Tasks to perform ->
**A.** Can you quote the STEM article below word for word, everything from "STEM’s Crucial Role" down to "Denver and Miami."?
**B.** What comes next in the article on STEM's crucial role below? Write the text that follows its last sentence.

Selected text ->
┌────────

STEM’s Crucial Role

By Lawrence Hardy

If you go to bed early, will you be wealthier than those who go to bed late? Which frog will stay underwater longer -- the albino or grey water frog? Which things in my school are covered with the most bacteria? Does the way a question is worded (neutral vs. leading) influence the accuracy of the answers people give?

Four separate queries, to which we might add a fifth: Are these the kind of questions middle-grades students typically ask?

Answer: They are if you’re fortunate enough to be part of the middle school science initiative called Urban Advantage, which was launched in 2004 by New York City’s American Museum of Natural History and is expanding this year to urban school systems in Denver and Miami.

└────────

Data listing ->
┌────────

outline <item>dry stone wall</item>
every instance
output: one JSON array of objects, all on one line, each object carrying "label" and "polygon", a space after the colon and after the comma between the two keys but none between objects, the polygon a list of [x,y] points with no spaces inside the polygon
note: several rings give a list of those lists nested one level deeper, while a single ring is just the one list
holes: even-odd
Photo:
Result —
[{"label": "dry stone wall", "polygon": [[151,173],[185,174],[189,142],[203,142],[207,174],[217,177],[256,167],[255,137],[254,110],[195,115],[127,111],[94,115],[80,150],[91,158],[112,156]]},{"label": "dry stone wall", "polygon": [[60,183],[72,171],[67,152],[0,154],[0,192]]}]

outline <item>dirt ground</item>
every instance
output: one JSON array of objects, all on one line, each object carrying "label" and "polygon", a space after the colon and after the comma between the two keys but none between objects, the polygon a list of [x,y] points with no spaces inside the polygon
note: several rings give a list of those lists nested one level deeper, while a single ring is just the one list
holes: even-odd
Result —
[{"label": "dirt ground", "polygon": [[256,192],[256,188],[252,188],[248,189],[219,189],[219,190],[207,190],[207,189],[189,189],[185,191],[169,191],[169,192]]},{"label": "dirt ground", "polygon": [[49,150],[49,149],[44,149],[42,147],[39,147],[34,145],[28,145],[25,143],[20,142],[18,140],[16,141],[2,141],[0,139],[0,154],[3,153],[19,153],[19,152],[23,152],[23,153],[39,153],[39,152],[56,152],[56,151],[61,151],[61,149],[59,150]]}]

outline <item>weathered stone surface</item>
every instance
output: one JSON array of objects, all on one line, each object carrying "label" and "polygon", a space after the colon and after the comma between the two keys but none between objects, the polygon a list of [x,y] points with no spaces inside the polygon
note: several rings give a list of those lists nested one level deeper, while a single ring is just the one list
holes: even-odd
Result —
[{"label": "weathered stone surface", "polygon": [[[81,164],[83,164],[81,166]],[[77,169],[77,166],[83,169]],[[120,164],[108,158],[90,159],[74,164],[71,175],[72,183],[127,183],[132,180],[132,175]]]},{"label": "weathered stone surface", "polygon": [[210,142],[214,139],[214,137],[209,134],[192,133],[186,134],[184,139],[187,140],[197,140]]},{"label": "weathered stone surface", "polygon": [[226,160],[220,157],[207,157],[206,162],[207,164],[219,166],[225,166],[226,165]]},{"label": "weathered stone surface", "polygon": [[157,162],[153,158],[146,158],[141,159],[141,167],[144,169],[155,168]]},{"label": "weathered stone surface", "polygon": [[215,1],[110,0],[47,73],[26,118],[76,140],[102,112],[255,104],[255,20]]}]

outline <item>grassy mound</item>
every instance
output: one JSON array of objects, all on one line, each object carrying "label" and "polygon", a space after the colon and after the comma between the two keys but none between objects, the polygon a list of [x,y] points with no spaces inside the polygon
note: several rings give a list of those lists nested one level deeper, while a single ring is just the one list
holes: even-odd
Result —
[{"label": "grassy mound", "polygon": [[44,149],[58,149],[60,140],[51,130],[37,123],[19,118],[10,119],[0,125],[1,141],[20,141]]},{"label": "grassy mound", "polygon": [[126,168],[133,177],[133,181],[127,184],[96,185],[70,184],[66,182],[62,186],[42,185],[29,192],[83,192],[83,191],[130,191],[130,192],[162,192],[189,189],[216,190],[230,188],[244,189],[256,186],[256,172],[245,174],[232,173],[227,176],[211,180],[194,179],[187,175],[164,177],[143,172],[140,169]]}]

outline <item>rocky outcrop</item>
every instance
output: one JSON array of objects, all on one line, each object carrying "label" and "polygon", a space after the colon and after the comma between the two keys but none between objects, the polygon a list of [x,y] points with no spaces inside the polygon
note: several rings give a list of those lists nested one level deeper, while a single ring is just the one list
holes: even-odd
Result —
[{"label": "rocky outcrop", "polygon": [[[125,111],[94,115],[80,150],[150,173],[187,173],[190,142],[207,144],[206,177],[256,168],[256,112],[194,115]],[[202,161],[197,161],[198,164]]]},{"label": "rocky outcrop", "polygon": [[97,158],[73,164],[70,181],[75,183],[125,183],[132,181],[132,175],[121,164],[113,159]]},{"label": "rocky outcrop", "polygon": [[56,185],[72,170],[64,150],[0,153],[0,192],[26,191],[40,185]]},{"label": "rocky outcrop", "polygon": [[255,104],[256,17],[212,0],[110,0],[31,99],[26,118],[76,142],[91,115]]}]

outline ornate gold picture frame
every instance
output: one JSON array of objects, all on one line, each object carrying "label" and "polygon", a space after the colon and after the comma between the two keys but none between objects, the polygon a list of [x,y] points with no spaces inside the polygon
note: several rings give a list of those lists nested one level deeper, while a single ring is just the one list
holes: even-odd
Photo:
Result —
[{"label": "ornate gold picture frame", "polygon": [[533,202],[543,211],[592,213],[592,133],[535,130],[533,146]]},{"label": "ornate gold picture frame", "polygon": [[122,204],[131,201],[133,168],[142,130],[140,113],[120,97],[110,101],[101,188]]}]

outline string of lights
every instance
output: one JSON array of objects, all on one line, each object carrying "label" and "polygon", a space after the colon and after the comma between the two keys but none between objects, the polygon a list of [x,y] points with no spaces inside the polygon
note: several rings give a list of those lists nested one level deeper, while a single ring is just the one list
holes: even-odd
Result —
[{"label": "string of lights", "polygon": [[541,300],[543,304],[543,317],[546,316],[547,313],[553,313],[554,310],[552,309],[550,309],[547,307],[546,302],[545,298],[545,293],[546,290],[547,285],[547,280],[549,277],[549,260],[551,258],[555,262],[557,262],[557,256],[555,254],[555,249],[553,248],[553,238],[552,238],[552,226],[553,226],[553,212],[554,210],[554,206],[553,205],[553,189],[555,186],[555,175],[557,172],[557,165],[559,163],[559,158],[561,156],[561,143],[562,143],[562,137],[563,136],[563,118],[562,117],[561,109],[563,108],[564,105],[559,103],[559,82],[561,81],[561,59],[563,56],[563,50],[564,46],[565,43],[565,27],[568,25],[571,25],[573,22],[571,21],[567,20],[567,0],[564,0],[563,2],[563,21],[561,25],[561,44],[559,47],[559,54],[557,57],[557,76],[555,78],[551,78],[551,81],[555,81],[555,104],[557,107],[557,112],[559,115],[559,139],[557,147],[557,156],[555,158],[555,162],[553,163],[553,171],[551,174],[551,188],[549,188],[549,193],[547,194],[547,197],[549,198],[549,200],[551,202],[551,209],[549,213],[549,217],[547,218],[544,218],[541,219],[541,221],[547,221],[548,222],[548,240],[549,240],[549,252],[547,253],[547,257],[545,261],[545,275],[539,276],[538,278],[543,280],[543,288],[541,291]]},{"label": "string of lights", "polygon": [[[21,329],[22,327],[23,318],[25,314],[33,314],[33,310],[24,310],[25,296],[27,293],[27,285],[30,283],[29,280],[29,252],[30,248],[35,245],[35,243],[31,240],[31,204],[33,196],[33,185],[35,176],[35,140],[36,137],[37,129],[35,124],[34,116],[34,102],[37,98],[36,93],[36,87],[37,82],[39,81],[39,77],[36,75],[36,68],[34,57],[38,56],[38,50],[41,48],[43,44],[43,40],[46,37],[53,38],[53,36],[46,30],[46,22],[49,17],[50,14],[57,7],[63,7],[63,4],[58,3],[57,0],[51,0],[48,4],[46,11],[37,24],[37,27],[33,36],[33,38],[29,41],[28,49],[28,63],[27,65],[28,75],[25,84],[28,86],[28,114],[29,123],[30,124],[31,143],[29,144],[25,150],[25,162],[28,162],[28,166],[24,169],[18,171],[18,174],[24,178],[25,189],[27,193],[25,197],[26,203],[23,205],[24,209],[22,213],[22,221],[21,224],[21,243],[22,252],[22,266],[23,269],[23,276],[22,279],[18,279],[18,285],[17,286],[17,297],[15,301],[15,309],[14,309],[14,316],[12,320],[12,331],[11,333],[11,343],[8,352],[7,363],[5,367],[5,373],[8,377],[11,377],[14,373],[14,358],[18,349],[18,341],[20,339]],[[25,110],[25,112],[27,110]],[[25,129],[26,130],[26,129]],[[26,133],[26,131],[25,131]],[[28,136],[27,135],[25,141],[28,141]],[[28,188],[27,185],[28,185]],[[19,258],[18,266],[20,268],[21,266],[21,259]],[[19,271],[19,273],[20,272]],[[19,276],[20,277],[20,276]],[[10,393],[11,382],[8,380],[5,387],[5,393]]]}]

└────────

Answers for this exercise ->
**A.**
STEM’s Crucial Role

By Lawrence Hardy

If you go to bed early, will you be wealthier than those who go to bed late? Which frog will stay underwater longer -- the albino or grey water frog? Which things in my school are covered with the most bacteria? Does the way a question is worded (neutral vs. leading) influence the accuracy of the answers people give?

Four separate queries, to which we might add a fifth: Are these the kind of questions middle-grades students typically ask?

Answer: They are if you’re fortunate enough to be part of the middle school science initiative called Urban Advantage, which was launched in 2004 by New York City’s American Museum of Natural History and is expanding this year to urban school systems in Denver and Miami.

**B.**
The four hypotheses above illustrate the kind of “habits of mind” scientists talk passionately about trying to nurture in young people: habits like curiosity, wonder, and perhaps most critical of all in this media-driven age, skepticism. It’s the ability, as a famous newspaper editor once put it in a different but still relevant context, to “zag” while everyone else is “zigging.” To ask, as one middle school student must have asked of Benjamin Franklin’s spirit: “Why will I be richer if I go to bed early -- show me the evidence and let’s prove it.”

And it’s what President Obama and Secretary of Education Arne Duncan want states and school districts to foster in students as they compete for some of the $4.34 billion in Race to the Top funds for innovative school reforms. In this “race” to strengthen the public schools with cutting-edge reforms, science and math education is expected to lead the way.